-- BEGIN Data shown --

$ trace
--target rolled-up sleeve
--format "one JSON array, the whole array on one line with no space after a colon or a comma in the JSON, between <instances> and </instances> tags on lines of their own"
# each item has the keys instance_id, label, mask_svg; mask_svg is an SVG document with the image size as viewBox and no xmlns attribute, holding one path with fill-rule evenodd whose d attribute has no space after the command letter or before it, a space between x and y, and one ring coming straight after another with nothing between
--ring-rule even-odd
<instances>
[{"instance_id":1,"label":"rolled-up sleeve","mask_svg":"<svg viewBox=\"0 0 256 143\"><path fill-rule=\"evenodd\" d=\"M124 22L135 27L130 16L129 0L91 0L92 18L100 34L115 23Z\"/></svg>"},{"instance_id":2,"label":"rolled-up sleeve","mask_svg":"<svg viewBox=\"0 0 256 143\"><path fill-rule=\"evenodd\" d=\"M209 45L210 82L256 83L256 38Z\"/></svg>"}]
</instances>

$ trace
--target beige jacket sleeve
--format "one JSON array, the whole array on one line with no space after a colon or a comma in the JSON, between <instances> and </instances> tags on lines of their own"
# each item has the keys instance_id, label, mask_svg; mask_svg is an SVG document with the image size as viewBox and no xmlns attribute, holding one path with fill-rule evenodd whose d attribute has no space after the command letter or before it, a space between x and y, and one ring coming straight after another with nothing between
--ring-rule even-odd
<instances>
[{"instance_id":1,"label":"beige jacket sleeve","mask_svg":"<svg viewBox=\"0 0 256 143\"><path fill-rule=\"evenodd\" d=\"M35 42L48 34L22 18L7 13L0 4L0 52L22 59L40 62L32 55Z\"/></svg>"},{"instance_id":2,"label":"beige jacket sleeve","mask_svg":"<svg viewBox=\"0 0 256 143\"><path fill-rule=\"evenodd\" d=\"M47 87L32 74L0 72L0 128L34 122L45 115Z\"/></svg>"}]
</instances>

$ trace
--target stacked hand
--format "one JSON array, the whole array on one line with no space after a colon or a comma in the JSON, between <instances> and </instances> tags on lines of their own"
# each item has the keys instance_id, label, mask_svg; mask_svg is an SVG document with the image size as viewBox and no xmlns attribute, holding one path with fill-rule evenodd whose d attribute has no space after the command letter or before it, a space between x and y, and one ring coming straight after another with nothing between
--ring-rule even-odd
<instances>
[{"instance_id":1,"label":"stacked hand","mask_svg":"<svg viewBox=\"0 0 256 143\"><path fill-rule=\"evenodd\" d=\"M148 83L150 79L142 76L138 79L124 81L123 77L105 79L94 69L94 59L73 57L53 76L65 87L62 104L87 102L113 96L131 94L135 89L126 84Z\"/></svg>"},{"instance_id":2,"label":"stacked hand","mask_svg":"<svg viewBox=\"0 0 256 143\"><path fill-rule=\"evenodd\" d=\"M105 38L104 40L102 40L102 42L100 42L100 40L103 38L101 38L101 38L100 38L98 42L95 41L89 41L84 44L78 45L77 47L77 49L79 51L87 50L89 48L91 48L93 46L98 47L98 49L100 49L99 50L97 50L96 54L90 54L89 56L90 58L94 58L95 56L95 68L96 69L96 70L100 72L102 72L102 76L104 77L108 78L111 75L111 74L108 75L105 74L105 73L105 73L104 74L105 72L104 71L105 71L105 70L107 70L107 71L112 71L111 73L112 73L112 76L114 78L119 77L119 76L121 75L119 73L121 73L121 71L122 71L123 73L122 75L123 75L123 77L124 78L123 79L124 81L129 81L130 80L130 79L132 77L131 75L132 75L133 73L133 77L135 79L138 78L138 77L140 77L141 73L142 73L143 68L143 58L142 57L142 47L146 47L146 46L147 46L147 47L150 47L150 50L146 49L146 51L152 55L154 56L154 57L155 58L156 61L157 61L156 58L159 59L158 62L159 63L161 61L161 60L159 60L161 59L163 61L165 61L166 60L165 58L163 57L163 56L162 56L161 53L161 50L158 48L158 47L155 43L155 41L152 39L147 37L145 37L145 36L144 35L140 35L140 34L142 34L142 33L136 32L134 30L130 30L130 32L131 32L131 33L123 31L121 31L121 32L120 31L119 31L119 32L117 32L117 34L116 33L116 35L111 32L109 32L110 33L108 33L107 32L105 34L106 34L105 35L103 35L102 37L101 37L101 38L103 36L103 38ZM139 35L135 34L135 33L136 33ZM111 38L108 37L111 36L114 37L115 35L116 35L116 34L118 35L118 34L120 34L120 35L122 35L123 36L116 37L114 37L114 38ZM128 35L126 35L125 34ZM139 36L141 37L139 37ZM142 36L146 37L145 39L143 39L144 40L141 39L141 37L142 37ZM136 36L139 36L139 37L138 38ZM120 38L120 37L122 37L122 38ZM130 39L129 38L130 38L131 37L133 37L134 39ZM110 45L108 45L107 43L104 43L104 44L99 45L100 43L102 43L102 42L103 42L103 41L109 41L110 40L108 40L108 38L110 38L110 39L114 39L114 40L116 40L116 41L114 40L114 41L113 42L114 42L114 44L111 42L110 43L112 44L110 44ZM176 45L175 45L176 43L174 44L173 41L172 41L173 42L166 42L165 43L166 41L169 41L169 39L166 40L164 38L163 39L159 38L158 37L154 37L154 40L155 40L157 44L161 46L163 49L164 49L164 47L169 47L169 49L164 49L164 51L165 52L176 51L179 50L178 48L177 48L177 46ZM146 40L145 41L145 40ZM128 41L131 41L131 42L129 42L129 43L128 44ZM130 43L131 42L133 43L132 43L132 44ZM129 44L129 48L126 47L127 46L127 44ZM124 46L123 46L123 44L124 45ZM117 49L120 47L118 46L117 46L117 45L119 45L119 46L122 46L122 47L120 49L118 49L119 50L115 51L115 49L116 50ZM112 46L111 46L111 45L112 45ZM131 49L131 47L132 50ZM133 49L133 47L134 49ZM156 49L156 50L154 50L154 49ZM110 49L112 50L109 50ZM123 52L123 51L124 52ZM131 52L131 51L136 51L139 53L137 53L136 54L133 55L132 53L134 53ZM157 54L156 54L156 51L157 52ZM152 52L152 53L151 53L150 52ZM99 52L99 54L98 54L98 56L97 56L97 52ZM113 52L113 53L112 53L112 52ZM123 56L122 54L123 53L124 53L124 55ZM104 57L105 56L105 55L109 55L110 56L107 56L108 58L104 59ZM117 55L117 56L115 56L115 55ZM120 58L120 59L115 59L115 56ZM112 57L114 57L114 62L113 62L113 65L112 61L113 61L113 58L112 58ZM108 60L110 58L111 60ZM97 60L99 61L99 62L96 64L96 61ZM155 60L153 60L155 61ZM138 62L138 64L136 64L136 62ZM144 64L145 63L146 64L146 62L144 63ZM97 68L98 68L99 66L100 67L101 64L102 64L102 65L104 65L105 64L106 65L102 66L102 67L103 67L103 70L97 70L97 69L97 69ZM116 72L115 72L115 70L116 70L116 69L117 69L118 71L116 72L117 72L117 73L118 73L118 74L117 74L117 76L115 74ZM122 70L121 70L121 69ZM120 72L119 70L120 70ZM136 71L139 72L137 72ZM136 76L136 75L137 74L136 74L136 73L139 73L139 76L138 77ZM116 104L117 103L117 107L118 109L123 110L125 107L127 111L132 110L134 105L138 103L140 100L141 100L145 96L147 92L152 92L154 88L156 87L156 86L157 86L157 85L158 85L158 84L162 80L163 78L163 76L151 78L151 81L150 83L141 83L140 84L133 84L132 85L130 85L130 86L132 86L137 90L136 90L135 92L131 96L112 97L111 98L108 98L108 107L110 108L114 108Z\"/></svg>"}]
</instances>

-- END Data shown --

Set task
All of the material must be reproduced exactly.

Full solution
$ trace
--target rolled-up sleeve
--format "one JSON array, the whole array on one line with no space after a colon or a comma in the JSON, between <instances> and </instances> tags on lines of their own"
# each item has the keys instance_id, label, mask_svg; mask_svg is an SVG document with the image size as viewBox and no xmlns attribute, holding one path with fill-rule evenodd whose d attribute has no space after the command letter or before it, a space between x and y, and one ring coming straight after another with nothing between
--ring-rule even-odd
<instances>
[{"instance_id":1,"label":"rolled-up sleeve","mask_svg":"<svg viewBox=\"0 0 256 143\"><path fill-rule=\"evenodd\" d=\"M124 22L135 27L130 16L129 0L91 0L92 18L100 34L115 23Z\"/></svg>"},{"instance_id":2,"label":"rolled-up sleeve","mask_svg":"<svg viewBox=\"0 0 256 143\"><path fill-rule=\"evenodd\" d=\"M209 45L210 82L256 83L256 38Z\"/></svg>"}]
</instances>

$ trace
--target beige jacket sleeve
--format "one JSON array, the whole array on one line with no space after a colon or a comma in the JSON, between <instances> and </instances> tags on lines of their own"
# each item has the keys instance_id, label, mask_svg; mask_svg is an SVG document with the image size as viewBox and no xmlns attribute, holding one path with fill-rule evenodd whose d attribute has no space after the command letter or before it, a space between x and y, and one ring coming straight after another with nothing between
--ring-rule even-odd
<instances>
[{"instance_id":1,"label":"beige jacket sleeve","mask_svg":"<svg viewBox=\"0 0 256 143\"><path fill-rule=\"evenodd\" d=\"M35 42L48 34L22 18L7 13L0 4L0 52L22 59L40 62L32 55Z\"/></svg>"},{"instance_id":2,"label":"beige jacket sleeve","mask_svg":"<svg viewBox=\"0 0 256 143\"><path fill-rule=\"evenodd\" d=\"M47 87L32 74L0 72L0 128L34 122L45 115Z\"/></svg>"}]
</instances>

$ trace
--target stacked hand
--format "one JSON array, the whole array on one line with no space after a colon or a comma in the JSON, between <instances> and </instances> tags on lines of their own"
# each item has the keys instance_id, label, mask_svg; mask_svg is an SVG document with the image size as viewBox and no xmlns attribute, holding one path with fill-rule evenodd whose d attribute has no space after the command letter or before it, a space between x and y, and one ring coming straight after another with nothing between
--ring-rule even-odd
<instances>
[{"instance_id":1,"label":"stacked hand","mask_svg":"<svg viewBox=\"0 0 256 143\"><path fill-rule=\"evenodd\" d=\"M148 83L150 79L142 76L138 79L124 81L123 77L105 79L94 69L94 59L73 57L53 76L65 87L62 104L87 102L113 96L131 94L135 89L126 84Z\"/></svg>"},{"instance_id":2,"label":"stacked hand","mask_svg":"<svg viewBox=\"0 0 256 143\"><path fill-rule=\"evenodd\" d=\"M105 38L104 40L102 40L102 42L100 42L100 40L103 38L101 38L101 38L100 38L98 42L95 41L89 41L84 44L78 45L77 47L77 49L79 51L87 50L89 48L91 48L93 46L98 47L98 49L100 49L99 50L97 50L96 54L90 54L89 56L90 58L94 58L95 56L95 68L96 69L96 70L100 72L102 72L102 76L104 77L108 78L111 75L111 74L108 75L105 74L105 73L105 73L104 74L105 72L104 71L105 71L105 70L107 70L107 71L112 71L111 73L112 73L112 76L114 78L119 77L119 76L121 75L119 73L121 73L121 71L122 71L123 73L122 75L123 75L123 77L124 78L123 79L124 81L129 81L130 80L130 79L132 77L131 75L132 75L133 73L133 77L135 79L138 78L138 77L140 77L141 73L142 73L143 68L143 58L142 57L142 47L146 47L146 46L147 46L147 47L150 47L150 50L146 49L146 51L152 55L154 56L154 57L155 58L156 61L157 61L156 58L159 59L158 62L159 63L161 61L161 60L159 60L161 59L163 61L165 61L166 60L165 58L163 57L163 56L162 56L161 53L161 50L158 48L158 47L155 43L155 41L152 39L147 37L145 37L145 36L144 35L140 35L140 34L142 34L142 33L136 32L134 30L130 30L130 32L131 32L131 33L123 31L121 31L121 32L120 31L119 31L119 32L117 32L117 34L116 33L116 35L111 32L109 32L110 33L108 33L107 32L105 34L106 34L105 35L103 35L102 37L101 37L101 38L103 36L103 38ZM139 35L135 34L135 33L136 33ZM111 38L108 37L111 36L114 37L115 35L116 35L116 34L118 35L118 34L120 34L120 35L122 35L123 36L116 37L114 37L114 38ZM128 35L126 35L125 34ZM139 36L141 37L139 37ZM142 36L146 37L145 39L143 39L144 40L141 39L141 37L142 37ZM136 36L139 36L139 37L138 38ZM120 38L120 37L122 37L122 38ZM130 39L129 38L130 38L131 37L133 37L134 39ZM110 45L108 45L107 43L104 43L104 44L99 45L100 43L102 43L102 42L103 42L103 41L109 41L110 40L108 40L108 38L110 38L110 39L114 39L114 40L116 40L116 41L114 40L114 41L113 42L114 42L114 44L111 42L110 43L112 44L110 44ZM176 45L175 45L176 43L174 44L173 41L172 41L173 42L166 42L165 43L166 41L169 41L169 39L166 40L164 38L163 39L159 38L158 37L154 37L154 40L155 40L157 44L161 46L163 49L164 49L164 47L169 47L169 49L164 49L164 51L165 52L176 51L179 50L178 48L177 48L177 46ZM146 40L145 41L145 40ZM128 41L131 41L131 42L129 42L129 43L128 44ZM130 43L131 42L133 43L132 43L132 44ZM129 44L129 48L126 47L127 46L127 44ZM124 46L123 46L123 44L124 45ZM117 49L120 47L118 46L117 46L117 45L119 45L119 46L122 46L122 47L120 49L118 49L119 50L115 51L115 49L116 50ZM112 46L111 46L111 45L112 45ZM131 49L131 47L132 50ZM133 49L133 47L134 49ZM156 49L156 50L154 50L154 49ZM110 49L112 50L109 50ZM123 52L123 51L124 52ZM131 52L131 51L136 51L139 53L137 53L136 54L133 55L132 53L134 53ZM157 54L156 54L156 51L157 52ZM152 52L152 53L151 53L150 52ZM99 52L99 54L98 54L98 56L97 56L97 52ZM113 52L113 53L112 53L112 52ZM123 56L122 54L123 53L124 53L124 55ZM104 57L105 56L105 55L109 55L110 56L107 56L108 58L104 59ZM117 55L117 56L115 56L115 55ZM120 58L120 59L115 59L115 56ZM112 57L114 57L114 62L113 62L113 65L112 61L113 61L113 58L112 58ZM108 60L110 58L111 60ZM97 60L99 61L99 62L96 64L96 61ZM155 60L153 60L155 61ZM138 62L138 64L136 64L136 62ZM144 64L145 63L146 64L146 62L144 63ZM97 68L98 68L99 66L100 67L101 64L102 64L102 65L104 65L105 64L106 65L102 66L102 67L103 67L103 70L97 70L97 69L97 69ZM116 72L115 72L115 70L116 70L116 69L117 69L118 71L116 72L117 72L117 73L118 73L118 74L117 74L117 76L115 74ZM122 70L121 70L121 69ZM120 72L119 70L120 70ZM136 71L139 72L137 72ZM136 76L136 75L137 74L136 74L136 73L139 73L139 76L138 77ZM116 104L117 103L117 107L118 109L123 110L125 107L127 111L132 110L134 105L138 103L140 100L141 100L145 96L147 92L152 92L154 88L156 87L156 86L157 86L157 85L158 85L158 84L162 80L163 78L163 76L151 78L151 81L150 83L141 83L140 84L133 84L132 85L130 85L130 86L132 86L137 90L136 90L135 92L131 96L112 97L111 98L108 98L108 107L110 108L114 108Z\"/></svg>"}]
</instances>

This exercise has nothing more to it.